[Start of Data provided]

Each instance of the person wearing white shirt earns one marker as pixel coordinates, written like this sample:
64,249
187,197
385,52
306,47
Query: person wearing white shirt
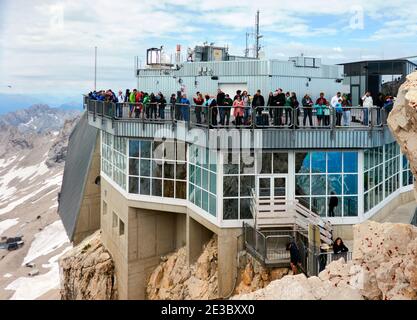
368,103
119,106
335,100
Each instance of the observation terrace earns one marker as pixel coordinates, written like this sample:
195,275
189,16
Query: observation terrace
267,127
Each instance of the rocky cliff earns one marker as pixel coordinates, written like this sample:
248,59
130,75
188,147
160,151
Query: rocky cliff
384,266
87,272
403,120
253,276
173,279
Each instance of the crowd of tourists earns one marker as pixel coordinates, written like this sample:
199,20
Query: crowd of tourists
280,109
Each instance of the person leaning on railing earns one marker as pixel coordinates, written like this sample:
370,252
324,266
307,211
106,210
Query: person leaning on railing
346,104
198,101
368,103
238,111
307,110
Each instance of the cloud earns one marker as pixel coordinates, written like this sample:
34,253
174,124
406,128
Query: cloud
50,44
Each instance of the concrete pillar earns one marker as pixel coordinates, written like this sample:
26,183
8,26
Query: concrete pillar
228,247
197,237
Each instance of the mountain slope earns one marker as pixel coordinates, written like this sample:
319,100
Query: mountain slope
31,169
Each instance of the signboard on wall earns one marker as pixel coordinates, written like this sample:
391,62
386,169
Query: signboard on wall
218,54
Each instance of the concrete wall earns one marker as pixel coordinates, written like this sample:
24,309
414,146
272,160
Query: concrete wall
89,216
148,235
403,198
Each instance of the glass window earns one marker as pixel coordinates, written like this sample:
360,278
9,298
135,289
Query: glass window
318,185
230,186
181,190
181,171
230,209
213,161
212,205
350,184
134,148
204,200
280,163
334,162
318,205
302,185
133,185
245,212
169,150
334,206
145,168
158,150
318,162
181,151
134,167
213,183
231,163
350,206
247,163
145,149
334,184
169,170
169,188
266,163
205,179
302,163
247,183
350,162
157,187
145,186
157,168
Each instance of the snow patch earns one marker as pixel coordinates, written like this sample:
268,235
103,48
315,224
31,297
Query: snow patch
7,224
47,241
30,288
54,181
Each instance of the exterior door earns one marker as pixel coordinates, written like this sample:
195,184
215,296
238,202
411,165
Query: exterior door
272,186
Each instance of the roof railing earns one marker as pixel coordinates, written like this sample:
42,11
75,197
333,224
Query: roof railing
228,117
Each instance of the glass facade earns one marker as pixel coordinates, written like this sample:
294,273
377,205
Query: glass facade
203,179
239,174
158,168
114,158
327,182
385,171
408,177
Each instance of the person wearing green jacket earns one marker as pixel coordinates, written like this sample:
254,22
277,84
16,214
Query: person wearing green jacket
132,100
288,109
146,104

[End of Data provided]
[Start of Data provided]

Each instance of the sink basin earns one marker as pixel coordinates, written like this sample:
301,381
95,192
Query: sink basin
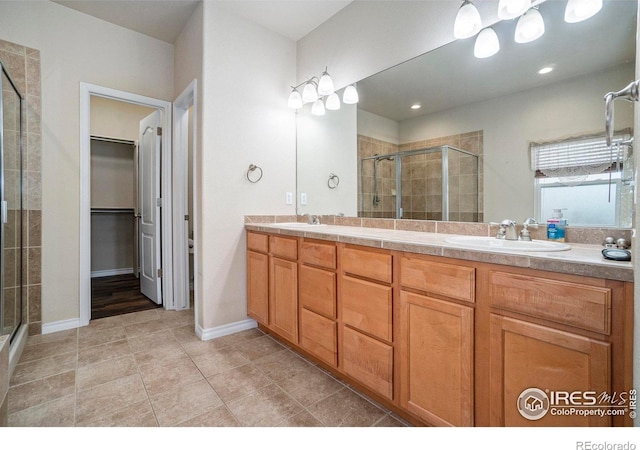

[End of Data provided]

Your goal: Count how many lines in the rows above contain the word "sink". Give only the number.

The response: 2